Exercise brief:
Copy out the part that opens with the line containing "Reviewing annotations for the triangular" and closes with the last line, requests included. Shift every bounding box coordinate in the answers up by 150, and keep the requests and their sample values as they are.

[Entries from an annotation dataset]
┄┄┄┄┄┄┄┄┄┄
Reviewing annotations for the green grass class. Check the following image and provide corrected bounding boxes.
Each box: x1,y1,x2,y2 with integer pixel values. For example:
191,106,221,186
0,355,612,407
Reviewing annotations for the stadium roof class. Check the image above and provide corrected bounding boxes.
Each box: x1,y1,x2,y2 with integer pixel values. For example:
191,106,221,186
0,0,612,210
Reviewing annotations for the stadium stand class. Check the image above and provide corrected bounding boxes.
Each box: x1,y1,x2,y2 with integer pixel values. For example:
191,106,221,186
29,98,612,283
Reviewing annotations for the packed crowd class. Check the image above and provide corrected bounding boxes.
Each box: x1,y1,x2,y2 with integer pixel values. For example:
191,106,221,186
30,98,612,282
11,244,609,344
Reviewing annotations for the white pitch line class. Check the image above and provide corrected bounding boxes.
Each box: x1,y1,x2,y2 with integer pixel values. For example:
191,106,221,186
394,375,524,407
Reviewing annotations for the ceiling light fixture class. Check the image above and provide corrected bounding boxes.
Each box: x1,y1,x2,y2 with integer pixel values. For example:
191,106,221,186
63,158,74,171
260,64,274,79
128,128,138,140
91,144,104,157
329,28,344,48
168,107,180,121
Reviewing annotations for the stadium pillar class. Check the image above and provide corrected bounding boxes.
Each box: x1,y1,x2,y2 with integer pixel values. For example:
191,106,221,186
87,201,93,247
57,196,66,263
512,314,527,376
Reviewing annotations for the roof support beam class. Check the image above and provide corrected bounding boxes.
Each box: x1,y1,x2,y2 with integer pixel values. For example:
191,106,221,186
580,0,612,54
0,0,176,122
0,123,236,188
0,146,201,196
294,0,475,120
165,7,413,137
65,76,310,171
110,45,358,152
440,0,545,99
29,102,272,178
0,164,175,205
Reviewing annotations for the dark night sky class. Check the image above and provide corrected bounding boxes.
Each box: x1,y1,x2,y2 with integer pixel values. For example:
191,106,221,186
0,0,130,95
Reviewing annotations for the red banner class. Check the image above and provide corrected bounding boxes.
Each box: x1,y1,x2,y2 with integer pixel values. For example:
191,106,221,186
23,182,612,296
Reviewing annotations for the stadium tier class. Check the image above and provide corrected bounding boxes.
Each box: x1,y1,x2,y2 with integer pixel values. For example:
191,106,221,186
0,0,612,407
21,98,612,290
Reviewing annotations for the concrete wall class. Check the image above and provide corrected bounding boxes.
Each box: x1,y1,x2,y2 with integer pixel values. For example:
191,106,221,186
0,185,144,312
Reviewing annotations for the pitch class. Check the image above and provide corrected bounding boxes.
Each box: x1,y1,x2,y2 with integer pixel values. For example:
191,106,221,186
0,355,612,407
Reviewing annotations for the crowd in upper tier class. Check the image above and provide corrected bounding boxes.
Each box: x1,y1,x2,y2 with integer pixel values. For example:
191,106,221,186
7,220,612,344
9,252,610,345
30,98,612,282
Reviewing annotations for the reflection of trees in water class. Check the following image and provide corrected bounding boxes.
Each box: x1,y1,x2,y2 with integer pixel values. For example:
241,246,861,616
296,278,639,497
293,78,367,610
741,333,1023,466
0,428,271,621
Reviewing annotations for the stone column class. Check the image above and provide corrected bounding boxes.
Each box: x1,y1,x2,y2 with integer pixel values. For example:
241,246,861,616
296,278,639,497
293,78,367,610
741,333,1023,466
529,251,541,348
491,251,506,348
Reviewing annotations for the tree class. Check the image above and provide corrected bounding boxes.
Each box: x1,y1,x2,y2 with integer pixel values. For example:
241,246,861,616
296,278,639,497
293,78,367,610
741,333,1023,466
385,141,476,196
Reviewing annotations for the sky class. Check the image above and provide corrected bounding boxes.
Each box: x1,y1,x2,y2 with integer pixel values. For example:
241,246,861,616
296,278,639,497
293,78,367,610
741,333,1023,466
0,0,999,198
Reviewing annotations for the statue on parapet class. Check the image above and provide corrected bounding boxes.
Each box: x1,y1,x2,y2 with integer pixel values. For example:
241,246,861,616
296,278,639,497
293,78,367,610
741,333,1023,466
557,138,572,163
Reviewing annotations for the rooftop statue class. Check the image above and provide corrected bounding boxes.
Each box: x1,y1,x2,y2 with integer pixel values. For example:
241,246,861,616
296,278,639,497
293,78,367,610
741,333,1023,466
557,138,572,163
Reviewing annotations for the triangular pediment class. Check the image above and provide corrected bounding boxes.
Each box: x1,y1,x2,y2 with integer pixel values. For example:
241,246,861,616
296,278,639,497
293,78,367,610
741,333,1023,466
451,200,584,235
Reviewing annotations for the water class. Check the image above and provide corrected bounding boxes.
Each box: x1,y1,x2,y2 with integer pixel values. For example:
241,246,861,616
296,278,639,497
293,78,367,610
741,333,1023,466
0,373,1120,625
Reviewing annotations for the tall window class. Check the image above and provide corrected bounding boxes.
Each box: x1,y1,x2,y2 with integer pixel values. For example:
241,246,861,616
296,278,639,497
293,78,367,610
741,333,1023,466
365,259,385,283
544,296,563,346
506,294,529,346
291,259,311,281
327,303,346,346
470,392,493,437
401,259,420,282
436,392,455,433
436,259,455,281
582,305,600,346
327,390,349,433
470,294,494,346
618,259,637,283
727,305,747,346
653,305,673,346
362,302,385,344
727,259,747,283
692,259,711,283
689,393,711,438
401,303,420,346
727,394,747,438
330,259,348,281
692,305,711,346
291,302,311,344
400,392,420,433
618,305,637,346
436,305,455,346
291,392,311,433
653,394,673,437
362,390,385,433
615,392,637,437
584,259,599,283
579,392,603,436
┄┄┄┄┄┄┄┄┄┄
Task solution:
Reviewing annotations for the triangular pediment class. Check the image above and provide corrected bounding boxes.
Each box: x1,y1,x2,y2 with integer pixel values. For example:
241,246,861,616
296,278,639,497
293,78,367,610
741,333,1023,466
601,350,734,385
Reviewing annotations for the water class. Check the image above and provide corrected bounding boxes.
Each box: x1,y1,x2,y2 with integer pixel values. For example:
241,246,861,616
296,278,639,497
293,78,367,610
741,333,1023,466
150,523,1270,775
Reviewing annotations for the tall window class. Check the image above and provide corrected bounding boxes.
Each box: x1,y1,x2,y2 with integer pixel values. For example:
241,246,861,616
296,278,639,497
293,78,367,610
741,333,1023,466
515,409,535,433
694,446,713,496
656,444,679,496
441,409,461,431
477,453,496,496
620,542,643,587
551,409,570,432
586,542,605,583
586,409,605,431
732,455,750,496
477,540,499,583
620,444,644,496
768,409,787,433
877,455,897,496
803,455,823,496
512,452,535,494
877,409,897,433
842,409,861,433
839,543,861,588
551,453,570,496
877,544,897,588
480,409,498,431
842,455,861,496
441,452,461,494
550,542,570,583
768,455,787,496
586,455,605,496
441,542,461,583
803,544,823,587
512,540,535,583
765,542,787,587
734,409,749,433
729,542,753,586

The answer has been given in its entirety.